• _Request_
Below, list every line that contains the word "visible", and treat uppercase and lowercase letters as different.

• _Supplied records_

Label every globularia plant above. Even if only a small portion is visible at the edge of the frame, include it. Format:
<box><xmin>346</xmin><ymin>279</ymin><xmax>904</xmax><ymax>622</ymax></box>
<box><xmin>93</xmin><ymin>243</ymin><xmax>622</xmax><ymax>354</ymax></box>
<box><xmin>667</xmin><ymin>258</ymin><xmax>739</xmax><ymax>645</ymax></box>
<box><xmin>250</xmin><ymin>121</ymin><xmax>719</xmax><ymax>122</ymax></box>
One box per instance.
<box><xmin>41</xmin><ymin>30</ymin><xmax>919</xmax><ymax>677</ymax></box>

--

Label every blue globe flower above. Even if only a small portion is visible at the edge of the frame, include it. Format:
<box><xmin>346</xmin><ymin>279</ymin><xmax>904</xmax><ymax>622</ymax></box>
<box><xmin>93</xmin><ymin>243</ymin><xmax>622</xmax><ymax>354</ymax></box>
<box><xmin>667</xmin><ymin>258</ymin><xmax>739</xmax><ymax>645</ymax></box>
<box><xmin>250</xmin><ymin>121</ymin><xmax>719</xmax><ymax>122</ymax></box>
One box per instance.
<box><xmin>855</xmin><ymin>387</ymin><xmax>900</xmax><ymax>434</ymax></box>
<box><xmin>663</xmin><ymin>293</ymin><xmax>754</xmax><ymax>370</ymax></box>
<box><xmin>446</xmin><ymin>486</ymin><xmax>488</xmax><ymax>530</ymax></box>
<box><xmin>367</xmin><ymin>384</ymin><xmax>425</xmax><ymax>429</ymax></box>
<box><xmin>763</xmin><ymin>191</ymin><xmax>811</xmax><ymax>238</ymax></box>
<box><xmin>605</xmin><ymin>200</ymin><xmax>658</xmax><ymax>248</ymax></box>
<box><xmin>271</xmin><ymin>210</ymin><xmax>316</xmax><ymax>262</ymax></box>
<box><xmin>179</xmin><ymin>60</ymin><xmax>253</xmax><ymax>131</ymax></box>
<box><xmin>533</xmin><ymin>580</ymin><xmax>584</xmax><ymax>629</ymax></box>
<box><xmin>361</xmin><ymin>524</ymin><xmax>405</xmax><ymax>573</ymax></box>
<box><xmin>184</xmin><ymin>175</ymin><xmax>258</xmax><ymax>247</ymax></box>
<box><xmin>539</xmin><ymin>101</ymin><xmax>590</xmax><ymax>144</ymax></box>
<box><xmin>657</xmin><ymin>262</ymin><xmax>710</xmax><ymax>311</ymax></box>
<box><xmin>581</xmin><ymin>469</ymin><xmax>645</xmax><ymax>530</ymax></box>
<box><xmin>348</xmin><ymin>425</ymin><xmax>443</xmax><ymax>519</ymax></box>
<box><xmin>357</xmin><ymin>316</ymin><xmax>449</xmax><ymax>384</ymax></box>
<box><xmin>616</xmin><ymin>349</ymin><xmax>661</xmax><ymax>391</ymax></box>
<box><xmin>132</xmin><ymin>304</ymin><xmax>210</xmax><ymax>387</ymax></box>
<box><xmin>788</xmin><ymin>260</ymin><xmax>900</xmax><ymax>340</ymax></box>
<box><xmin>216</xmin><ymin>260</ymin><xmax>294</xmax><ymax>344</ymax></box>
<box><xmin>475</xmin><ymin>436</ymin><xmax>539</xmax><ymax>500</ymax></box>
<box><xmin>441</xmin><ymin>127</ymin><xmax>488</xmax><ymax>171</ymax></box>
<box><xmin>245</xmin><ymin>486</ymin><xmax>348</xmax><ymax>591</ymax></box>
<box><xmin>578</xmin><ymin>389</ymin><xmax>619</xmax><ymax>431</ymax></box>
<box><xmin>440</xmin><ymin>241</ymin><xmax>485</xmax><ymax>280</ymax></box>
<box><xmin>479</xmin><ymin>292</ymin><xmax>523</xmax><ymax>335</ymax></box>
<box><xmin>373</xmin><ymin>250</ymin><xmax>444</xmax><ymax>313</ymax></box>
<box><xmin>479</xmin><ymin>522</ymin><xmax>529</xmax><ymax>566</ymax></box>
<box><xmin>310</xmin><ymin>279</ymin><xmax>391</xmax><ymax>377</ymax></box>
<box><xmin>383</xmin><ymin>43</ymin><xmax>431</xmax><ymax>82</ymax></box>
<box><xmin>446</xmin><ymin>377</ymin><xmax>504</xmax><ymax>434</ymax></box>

• _Expected answer_
Label every globularia plant above. Even if only a small portion is visible at the edge of the frame, include it. Format:
Label every blue globe flower above. Even if only a small portion is visible at the edge of the frame, include it. Format:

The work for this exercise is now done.